##### Extrait choisi
Il tombe sur Hautmont une petite pluie glaciale. Il est dix heures du matin et c'est comme si le jour ne s'était pas tout à fait levé. La température flirte avec le zéro degré. Il y a cinq mois, dans la nuit du 3 août, une tornade et des vents soufflant jusqu'à 320 km/h avaient ravagé ce quartier populaire de la ville, provoqué la mort de trois personnes, saccagé 1 600 logements.

Dans le mobile-home, il ne fait pas plus de 15°. « C'est pas étanche, rouspète Gérard. Le vent passe partout. Et pas de chance, cette année, l'hiver est en avance. Vers le 11 novembre, on a eu des rafales à 100 km/h. J'ai pas dormi deux nuits de suite ». Par la fenêtre, on aperçoit le terrain de foot, sa tribune scalpée, un immense sapin de Noël. De l'autre côté d'une rue boueuse, il y a encore toutes ces maisons éventrées, décapitées qui donnent à Hautmont un air de ville bombardée.

Dans cette rugueuse vallée de la Sambre, on a su encaisser par le passé les crises de la sidérurgie, les « restructurations » à répétition. Mais la tornade d'août en a laissé plus d'un à genoux. En a enfermé d'autres dans un silence gris. « Il y a beaucoup de souffrance ici », murmure Madani Hannachi. Qui depuis la première heure n'a cessé de courir les décombres pour épauler les uns et les autres. Ce fondeur de 65 ans, à la retraite, est devenu le « grand frère des sinistrés ».

À la fenêtre du préfabriqué qui lui sert de permanence et de refuge, au milieu des sacs de pommes de terre à distribuer, il a affiché son numéro de portable, avec cette précision « disponible 24h/24, 7jours/7 ». Lui, il en connaît un rayon sur les désarrois qui minent le quartier. Bien sûr, il y a eu les aides, la solidarité. « Mais il leur manque la chose la plus importante, leur maison, dit Madani. Ce sont, pour beaucoup, des personnes âgées. Elles ont travaillé toute leur vie pour construire leur baraque. Et, du jour au lendemain, plus rien. »

Comme Gérard et Josiane. Depuis 1972, ils habitaient un peu plus bas, rue du Vélodrome, pas loin de ce bois qui semble avoir été pilonné. « Une maison en briques rouges, quinze mètres de façade, trois chambres, on se plaisait bien là. » Il n'en reste qu'une boîte à lettres en ferraille toute cabossée, quelques m2 de pelouse et au fond du jardin un des trois pigeonniers où Gérard élève depuis huit ans des pigeons voyageurs.
##########
##### Section des données
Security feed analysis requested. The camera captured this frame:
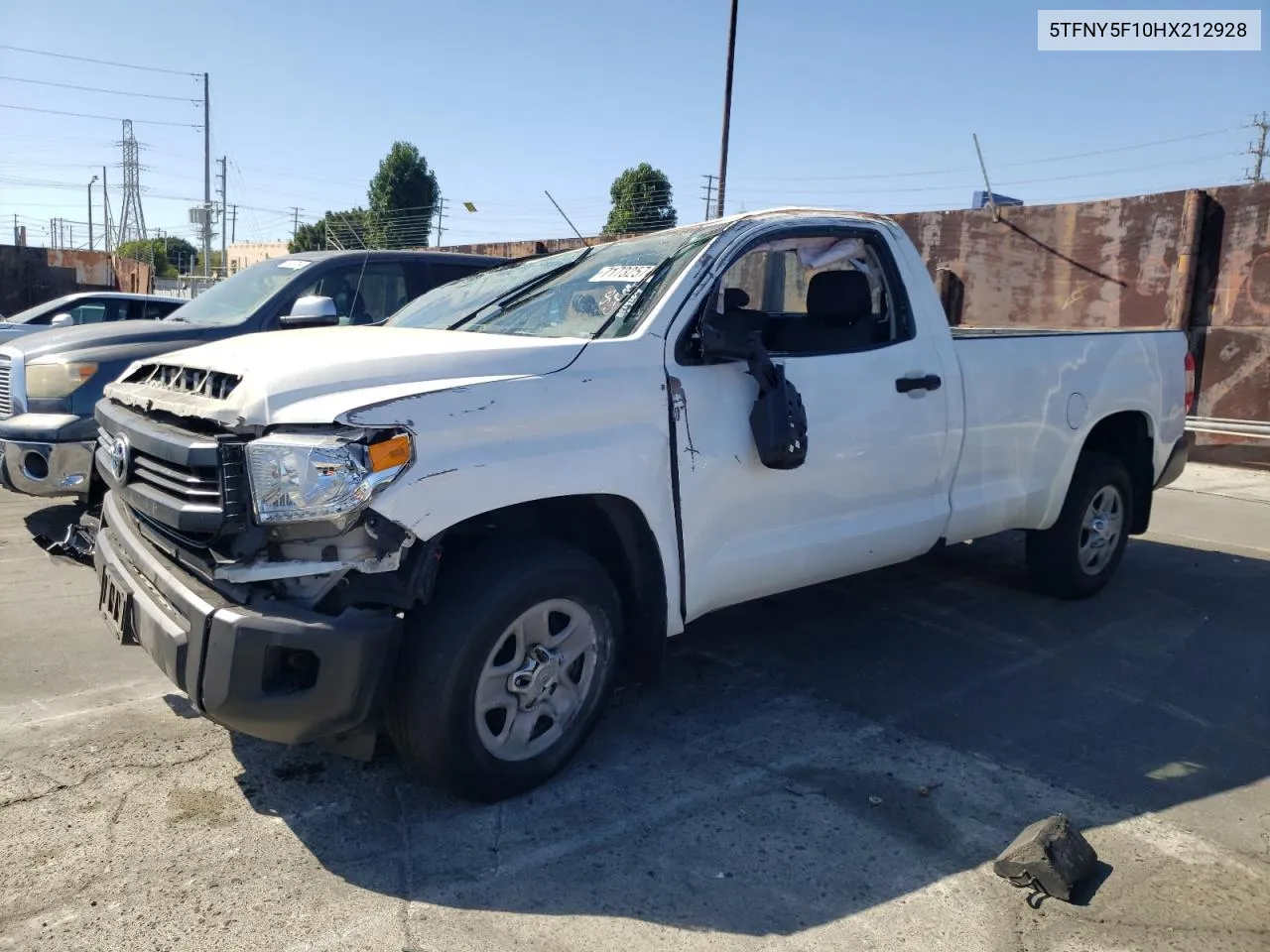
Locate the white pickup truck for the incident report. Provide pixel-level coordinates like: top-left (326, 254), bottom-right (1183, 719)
##########
Consigne: Prolongez le reportage sur Hautmont après la tornade en reprenant juste après sa dernière phrase.

Réponse rédigée:
Il se rappelle la nuit du 3 août. Le dimanche, il avait participé à un concours avec ses oiseaux, il était fatigué, s'était couché tôt. Il se rappelle la fenêtre de la chambre soudain explosée, de l'eau partout, des cris. N'en dit pas plus. Dans les jours qui ont suivi la tornade, ça n'a pas traîné. Il a fait raser ce qu'il restait de la maison par les militaires.

Gérard et Josiane ont juste récupéré quelques photos, quelques papiers, des « bricoles ». Dans le mobile-home où ils vont passer les fêtes et sans doute un bon paquet de mois en 2009, rien n'est à eux. La télé, la machine à laver leur ont été offertes, même le bouquet de fleurs sur la petite table du séjour, un cadeau de la Croix-Rouge.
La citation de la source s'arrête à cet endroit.